§ **設問 A**
以下の項目のうち、文字列「blue」を含む行はいくつあるか。数だけを答えよ。

§ **本文**

なぜ有料定額noteを始めようかと思ったかというと、連載がそう遠くない未来に終わるというのはもうわかっているからです。

漫画家はきっちりかっちり歩合性で、書かなくなったら「パッタリってこんなに大きな音するっけ?」と言うくらい轟音を響かせて収入がなくなります。

これまでの蓄えがないわけじゃないので生きていくことはできると思うんですが、ちはやふる基金(https://chihayafund.com)というものを始めて、何がなんでも続けて行きたいので、単に生きていく以上の出費があります。

みなさんから寄付やグッズ購入をしてもらってて、本当にありがたいんですが、スタッフの人件費・オフィス費までそこから出すわけにいかないので(基金の収入はみんなかるた界に使いたい)それは私が自腹で払っていく決意をしています。

でも持続するためには、漫画を書いていない時期にも収入があったほうがいいし、ないと続けられない。

そういう気持ちで、漫画と違う場でも収入を持てるようにとnote開始です。出版はできないけど、プライベートでもたくさん漫画を書いているので、そういうのも見てもらいたい。

みなさんと繋がれるととても嬉しいです。

noteさんの仕事が早すぎて、定額のシステムの審査に一週間かかるかと思ったらあっという間に審査に通ってもう有料定額システムが開始に!

でも今日はズズーっと無料で読んでいってください。

こちらを読んでくださったたくさんのみなさんありがとうございます!

理音ちゃん推しの人は、ずーっとそばに居続けるというところが不思議な人でしたが、自分から何かを求めなかったという点で、私にとっては豊かな経験として残ってます。

でも、そうじゃない場合もあって。


「奪う」接近と「与える」見守り


過去にあった例を思い返すと、

■ツイッターで「○○に行ってきます」と呟いたために、出かけた先で待っている方が現れて、「この色紙に詩暢ちゃんを書いて、このレターパックで返送してください」とレターパックをもらう。

■編集さんとの原画展の打ち合わせの帰り、一人で電車で最寄り駅まで帰る私をつけてきて、お二人の方が「この色紙にサインを書いて、このレターパックで返送してください」とレターパックをもらう。(原画展会場から出てきたために末次とわかった)

■友人と個室で飲み会で、友人と別れて一人で最寄り駅まで帰る私をつけてきて、「この色紙に詩暢ちゃんを書いて、レターパックで返送してください」とレターパックをもらう。(講演会で一度末次を見たことがあり、顔を知っていた)

§ **提供項目**
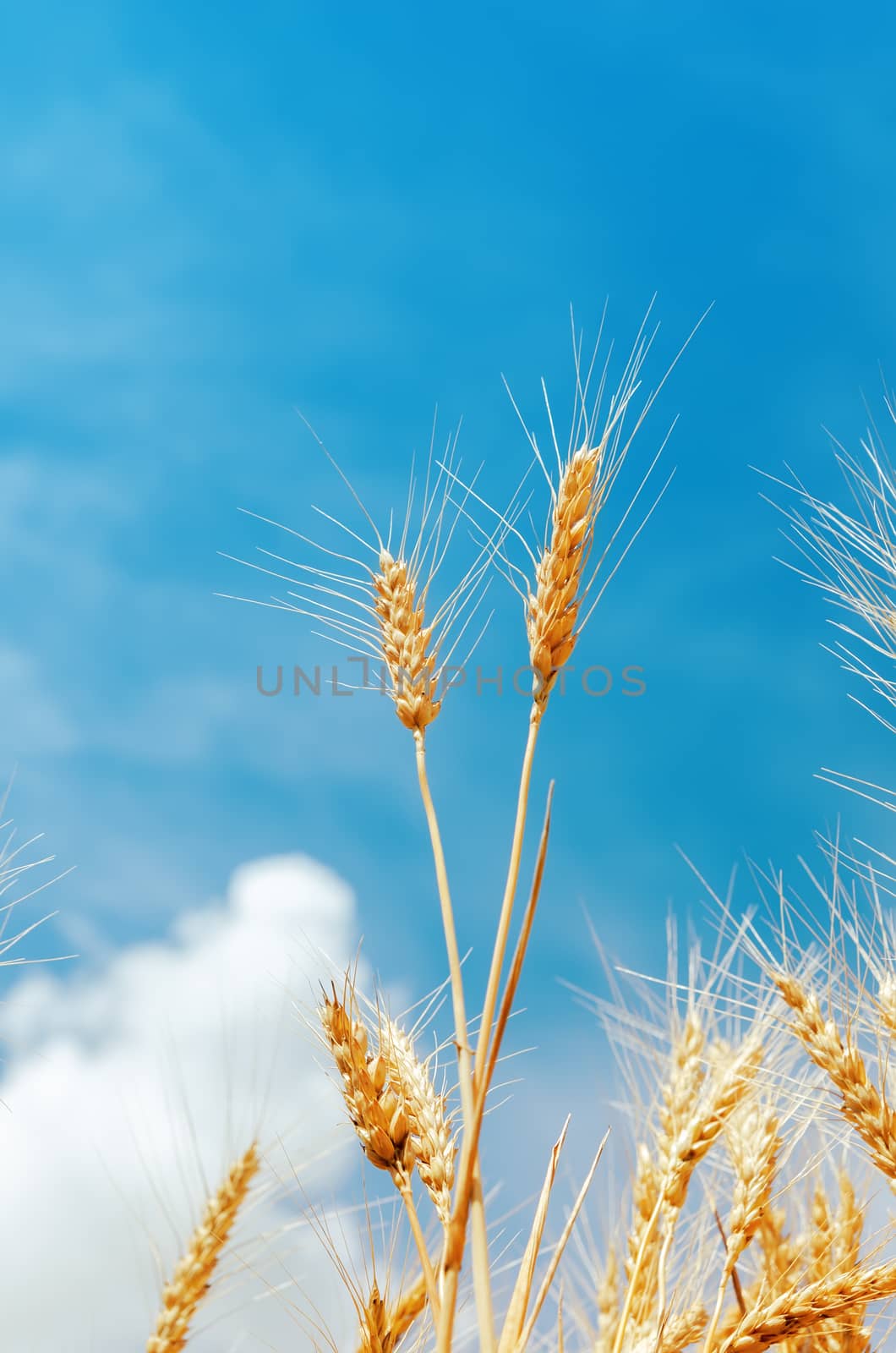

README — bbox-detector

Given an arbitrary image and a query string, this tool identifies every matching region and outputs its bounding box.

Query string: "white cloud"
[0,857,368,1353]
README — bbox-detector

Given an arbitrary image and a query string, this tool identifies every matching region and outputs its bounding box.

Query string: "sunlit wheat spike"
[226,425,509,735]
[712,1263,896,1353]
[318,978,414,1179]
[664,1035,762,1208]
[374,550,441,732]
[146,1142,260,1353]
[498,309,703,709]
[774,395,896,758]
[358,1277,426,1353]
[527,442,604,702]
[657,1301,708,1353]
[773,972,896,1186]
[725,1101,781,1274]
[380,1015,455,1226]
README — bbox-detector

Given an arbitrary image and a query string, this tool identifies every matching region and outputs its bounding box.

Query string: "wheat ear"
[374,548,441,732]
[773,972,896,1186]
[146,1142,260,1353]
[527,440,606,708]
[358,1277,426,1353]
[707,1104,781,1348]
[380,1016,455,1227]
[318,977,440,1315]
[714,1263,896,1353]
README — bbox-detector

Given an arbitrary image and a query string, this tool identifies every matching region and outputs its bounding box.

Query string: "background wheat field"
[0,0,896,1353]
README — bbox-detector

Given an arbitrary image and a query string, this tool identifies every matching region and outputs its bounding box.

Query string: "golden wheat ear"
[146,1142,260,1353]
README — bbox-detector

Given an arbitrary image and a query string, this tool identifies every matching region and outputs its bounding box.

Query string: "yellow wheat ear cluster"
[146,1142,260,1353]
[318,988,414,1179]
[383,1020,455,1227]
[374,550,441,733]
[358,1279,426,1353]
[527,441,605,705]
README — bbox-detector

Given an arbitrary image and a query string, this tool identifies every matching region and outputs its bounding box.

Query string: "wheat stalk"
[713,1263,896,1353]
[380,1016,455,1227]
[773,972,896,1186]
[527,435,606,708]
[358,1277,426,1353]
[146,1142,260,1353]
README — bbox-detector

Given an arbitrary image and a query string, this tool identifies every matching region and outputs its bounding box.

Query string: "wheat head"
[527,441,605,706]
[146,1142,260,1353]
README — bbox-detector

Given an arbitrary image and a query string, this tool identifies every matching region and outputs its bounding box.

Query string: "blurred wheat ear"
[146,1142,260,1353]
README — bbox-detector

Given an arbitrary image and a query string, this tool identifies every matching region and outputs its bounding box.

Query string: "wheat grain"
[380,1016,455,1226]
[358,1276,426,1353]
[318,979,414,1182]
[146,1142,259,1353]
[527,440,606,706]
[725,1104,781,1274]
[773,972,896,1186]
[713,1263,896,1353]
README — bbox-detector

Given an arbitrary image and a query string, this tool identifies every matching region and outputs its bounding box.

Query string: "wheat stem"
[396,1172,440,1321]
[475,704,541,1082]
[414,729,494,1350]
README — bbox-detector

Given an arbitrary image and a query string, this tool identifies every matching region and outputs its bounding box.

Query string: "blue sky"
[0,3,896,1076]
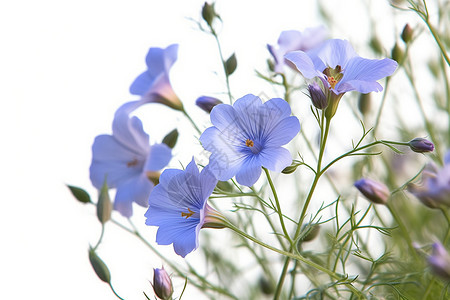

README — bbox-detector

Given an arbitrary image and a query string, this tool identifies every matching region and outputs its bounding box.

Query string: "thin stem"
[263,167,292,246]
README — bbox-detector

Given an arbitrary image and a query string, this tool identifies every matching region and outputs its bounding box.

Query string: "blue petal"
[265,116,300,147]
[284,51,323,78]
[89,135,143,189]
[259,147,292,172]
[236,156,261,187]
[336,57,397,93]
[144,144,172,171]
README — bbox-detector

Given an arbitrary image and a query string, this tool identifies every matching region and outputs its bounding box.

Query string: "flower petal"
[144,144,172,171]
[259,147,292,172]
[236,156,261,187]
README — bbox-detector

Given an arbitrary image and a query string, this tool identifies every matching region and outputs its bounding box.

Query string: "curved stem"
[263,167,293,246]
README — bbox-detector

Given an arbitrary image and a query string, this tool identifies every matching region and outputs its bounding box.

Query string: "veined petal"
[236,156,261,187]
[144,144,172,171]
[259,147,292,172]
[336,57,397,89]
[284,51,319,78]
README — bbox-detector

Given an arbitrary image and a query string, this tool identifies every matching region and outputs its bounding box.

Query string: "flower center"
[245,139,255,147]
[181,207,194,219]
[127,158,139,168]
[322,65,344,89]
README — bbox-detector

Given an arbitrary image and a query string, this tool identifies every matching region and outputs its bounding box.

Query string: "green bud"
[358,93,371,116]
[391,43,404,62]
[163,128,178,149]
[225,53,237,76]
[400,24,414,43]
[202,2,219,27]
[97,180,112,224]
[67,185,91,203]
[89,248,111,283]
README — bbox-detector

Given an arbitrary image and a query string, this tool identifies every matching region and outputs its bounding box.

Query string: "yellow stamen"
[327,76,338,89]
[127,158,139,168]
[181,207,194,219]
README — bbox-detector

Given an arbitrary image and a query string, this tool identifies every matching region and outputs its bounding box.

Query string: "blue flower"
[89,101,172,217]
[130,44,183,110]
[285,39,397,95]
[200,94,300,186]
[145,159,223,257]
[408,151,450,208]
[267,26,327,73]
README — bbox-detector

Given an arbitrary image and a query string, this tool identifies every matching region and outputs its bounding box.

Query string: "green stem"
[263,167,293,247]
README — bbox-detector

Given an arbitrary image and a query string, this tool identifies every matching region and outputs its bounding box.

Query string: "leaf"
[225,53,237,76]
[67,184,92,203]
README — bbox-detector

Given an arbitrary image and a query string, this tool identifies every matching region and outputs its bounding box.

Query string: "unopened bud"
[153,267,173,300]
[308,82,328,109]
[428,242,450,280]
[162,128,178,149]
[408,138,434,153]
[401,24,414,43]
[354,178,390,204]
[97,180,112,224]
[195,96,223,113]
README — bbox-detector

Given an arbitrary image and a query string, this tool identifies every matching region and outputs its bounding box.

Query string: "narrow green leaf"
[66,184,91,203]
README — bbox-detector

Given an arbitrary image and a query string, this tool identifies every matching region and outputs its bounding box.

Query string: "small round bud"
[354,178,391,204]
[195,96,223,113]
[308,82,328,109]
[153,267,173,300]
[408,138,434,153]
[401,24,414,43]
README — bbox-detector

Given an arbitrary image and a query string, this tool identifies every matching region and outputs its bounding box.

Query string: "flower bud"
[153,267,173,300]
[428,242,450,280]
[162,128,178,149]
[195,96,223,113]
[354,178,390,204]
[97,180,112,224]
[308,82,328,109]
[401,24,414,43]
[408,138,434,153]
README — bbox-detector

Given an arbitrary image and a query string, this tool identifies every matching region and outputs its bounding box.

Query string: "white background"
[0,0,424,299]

---

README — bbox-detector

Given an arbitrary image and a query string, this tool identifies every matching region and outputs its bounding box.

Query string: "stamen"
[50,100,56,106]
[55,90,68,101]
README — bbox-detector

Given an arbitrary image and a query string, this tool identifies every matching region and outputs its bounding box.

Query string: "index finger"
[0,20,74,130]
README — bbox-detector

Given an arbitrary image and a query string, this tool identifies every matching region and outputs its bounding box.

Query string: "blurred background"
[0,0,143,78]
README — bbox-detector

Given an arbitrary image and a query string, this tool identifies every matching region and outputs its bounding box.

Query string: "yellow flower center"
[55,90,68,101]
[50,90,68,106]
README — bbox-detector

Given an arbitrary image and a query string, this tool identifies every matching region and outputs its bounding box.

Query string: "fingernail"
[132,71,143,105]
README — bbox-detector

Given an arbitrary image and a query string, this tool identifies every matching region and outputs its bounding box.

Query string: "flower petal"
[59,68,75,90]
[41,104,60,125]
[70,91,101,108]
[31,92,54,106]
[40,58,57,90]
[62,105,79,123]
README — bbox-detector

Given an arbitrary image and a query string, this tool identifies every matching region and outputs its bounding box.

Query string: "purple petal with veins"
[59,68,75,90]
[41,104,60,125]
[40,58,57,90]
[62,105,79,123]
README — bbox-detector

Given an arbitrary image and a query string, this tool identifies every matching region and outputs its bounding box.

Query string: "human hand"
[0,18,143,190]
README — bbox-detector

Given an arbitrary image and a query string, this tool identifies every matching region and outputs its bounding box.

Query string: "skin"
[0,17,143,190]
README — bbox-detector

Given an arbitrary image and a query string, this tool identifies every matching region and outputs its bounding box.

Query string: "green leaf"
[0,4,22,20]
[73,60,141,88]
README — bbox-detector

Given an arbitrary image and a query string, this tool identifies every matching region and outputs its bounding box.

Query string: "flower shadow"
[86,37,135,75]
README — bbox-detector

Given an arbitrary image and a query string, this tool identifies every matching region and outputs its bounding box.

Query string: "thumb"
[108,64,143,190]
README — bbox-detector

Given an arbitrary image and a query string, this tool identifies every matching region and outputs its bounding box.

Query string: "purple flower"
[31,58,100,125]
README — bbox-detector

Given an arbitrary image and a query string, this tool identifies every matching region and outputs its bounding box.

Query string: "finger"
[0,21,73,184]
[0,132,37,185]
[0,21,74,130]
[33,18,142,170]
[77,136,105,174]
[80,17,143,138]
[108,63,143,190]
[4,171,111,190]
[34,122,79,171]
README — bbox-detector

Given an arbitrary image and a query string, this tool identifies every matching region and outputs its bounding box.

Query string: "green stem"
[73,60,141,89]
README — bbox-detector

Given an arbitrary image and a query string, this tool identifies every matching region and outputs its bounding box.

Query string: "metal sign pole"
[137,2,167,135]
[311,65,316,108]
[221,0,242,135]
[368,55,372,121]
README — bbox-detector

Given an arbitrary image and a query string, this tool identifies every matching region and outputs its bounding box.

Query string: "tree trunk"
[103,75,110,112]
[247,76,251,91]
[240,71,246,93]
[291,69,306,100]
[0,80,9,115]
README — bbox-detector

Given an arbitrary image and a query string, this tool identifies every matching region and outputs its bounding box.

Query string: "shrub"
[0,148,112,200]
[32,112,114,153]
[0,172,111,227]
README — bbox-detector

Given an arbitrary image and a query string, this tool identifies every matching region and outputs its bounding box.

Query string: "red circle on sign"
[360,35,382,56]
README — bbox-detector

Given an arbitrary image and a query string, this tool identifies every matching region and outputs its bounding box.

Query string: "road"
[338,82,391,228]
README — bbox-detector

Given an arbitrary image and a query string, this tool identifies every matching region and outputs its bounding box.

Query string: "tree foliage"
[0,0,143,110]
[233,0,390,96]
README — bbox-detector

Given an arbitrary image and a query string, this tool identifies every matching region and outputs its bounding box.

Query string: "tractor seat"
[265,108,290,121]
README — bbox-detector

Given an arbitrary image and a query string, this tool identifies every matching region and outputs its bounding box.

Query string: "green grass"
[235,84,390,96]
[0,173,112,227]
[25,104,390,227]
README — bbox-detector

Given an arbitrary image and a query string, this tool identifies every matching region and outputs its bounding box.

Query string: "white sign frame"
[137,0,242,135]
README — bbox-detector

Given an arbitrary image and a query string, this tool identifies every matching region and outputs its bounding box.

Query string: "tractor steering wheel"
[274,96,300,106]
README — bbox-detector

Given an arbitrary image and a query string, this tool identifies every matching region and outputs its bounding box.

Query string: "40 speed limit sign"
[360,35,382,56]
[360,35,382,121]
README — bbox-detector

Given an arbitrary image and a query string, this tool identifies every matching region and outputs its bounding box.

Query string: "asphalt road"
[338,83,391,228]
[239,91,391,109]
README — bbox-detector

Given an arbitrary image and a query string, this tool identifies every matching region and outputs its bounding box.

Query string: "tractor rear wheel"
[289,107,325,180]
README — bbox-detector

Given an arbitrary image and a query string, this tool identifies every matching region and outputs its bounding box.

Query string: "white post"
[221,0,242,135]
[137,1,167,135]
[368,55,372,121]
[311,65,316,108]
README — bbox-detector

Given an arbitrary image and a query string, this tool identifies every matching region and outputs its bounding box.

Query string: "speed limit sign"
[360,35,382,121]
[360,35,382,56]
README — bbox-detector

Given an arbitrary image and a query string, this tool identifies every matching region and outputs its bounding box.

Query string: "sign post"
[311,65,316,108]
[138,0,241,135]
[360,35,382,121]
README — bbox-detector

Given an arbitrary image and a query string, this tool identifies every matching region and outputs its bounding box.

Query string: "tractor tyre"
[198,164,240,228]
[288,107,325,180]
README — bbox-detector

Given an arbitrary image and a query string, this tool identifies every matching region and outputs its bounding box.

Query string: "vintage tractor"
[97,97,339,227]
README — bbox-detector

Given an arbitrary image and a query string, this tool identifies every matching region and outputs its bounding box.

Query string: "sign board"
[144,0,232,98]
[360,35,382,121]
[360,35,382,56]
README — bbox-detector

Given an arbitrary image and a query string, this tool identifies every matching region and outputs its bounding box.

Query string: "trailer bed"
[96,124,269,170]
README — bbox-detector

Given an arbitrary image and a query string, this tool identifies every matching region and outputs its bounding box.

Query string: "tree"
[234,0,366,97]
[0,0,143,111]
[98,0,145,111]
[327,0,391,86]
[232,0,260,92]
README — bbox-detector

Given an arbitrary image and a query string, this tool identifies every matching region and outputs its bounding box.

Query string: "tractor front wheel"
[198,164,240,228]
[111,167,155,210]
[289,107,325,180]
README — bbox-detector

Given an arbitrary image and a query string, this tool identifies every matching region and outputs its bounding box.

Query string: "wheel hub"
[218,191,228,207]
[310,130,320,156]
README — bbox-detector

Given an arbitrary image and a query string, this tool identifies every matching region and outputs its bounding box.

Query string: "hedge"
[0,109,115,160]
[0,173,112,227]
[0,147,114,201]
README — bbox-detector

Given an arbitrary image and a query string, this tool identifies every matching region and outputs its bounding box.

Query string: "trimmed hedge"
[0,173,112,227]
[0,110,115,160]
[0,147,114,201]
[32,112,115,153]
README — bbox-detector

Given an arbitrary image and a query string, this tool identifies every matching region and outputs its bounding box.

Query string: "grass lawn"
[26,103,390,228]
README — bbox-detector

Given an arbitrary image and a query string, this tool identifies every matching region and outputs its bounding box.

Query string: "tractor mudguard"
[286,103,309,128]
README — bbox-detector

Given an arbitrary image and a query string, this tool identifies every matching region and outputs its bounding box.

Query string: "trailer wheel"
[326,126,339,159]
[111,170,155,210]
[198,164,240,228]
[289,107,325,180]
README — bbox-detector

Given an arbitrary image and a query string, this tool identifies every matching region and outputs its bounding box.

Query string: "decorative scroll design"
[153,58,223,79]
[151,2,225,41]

§ **設問 B**
上の有料定額noteについての本文から、次の問いに答えよ。
(i) 基金の収入は何に使いたいと書かれているか。
(ii) 定額システムの審査には、当初どれくらいかかると思っていたか。
(iii) 原画展の打ち合わせの帰りに末次だとわかったのは、なぜか。

§ **解答 A**
3

§ **解答 B**
(i) かるた界
(ii) 一週間
(iii) 原画展会場から出てきたため